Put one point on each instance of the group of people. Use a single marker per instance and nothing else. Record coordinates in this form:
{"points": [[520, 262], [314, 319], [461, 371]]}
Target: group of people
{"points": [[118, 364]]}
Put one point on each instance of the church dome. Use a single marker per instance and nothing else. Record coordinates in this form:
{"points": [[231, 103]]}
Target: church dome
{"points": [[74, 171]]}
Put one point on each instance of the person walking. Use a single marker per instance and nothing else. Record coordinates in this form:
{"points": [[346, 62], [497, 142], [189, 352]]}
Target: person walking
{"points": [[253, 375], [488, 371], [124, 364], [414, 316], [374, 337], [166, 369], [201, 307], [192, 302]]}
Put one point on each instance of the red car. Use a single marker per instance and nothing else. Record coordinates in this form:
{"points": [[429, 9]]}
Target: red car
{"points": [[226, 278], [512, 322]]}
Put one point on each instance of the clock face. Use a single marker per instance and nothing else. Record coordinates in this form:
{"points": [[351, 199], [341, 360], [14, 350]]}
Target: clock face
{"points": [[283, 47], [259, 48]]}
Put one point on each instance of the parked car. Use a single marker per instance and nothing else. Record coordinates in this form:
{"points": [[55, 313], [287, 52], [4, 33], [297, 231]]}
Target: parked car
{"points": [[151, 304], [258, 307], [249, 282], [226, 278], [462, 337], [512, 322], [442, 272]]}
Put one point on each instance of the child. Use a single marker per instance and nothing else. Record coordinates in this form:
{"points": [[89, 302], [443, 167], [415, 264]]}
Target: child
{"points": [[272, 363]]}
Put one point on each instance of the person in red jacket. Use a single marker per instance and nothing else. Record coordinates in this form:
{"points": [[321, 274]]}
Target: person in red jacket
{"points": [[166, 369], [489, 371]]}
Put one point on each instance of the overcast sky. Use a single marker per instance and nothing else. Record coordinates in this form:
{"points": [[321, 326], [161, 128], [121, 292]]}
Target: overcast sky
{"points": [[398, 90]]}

### Set task
Update all the records above by changing every "marker" to "dot", leaving everything else as it is.

### Solution for this task
Put one point on each instance of the group of people. Use a single dot per instance and nothing else. Record coordinates in this form:
{"points": [[520, 262], [314, 319], [461, 371]]}
Target: group of people
{"points": [[118, 364]]}
Put one point on each instance of the church dome. Use a single dot per instance and nothing else. Record coordinates in this form:
{"points": [[231, 103]]}
Target: church dome
{"points": [[74, 171]]}
Put one point on each instance of the person walking. Use a single dot per instance and nothing else. Record coordinates in this form:
{"points": [[346, 62], [497, 142], [189, 352]]}
Target: person walking
{"points": [[253, 375], [488, 371], [124, 364], [414, 316], [374, 337], [166, 369], [201, 307], [192, 302]]}
Put one point on each instance of the red car. Use a single dot per instance and nothing else. Record coordinates in this form:
{"points": [[429, 9]]}
Target: red car
{"points": [[226, 278], [512, 322]]}
Put one point on each instance of the clock face. Use a single dot per instance and nothing else. Record coordinates in this form:
{"points": [[351, 199], [341, 360], [14, 350]]}
Target: clock face
{"points": [[283, 47], [259, 48]]}
Put one point on each instance of the parked car. Use a single dot per instance and nothing else. Record coordinates in this form:
{"points": [[55, 313], [287, 52], [4, 33], [297, 231]]}
Target: parked car
{"points": [[151, 304], [258, 307], [249, 282], [226, 278], [462, 337], [512, 322], [442, 272]]}
Put one point on each instance of the child. Use a single dot per instance and nothing else. Record coordinates in this form:
{"points": [[89, 302], [443, 167], [415, 264]]}
Target: child
{"points": [[272, 363]]}
Put one point on each instance of the person in red jacket. Use a single dot per instance and nothing else. Record coordinates in this form:
{"points": [[321, 274]]}
Target: person in red jacket
{"points": [[166, 369], [489, 371]]}
Put one point on each instance of the overcast sky. Use a single dot per instance and nothing else. Record coordinates in this form:
{"points": [[321, 326], [161, 128], [121, 292]]}
Target: overcast sky
{"points": [[398, 90]]}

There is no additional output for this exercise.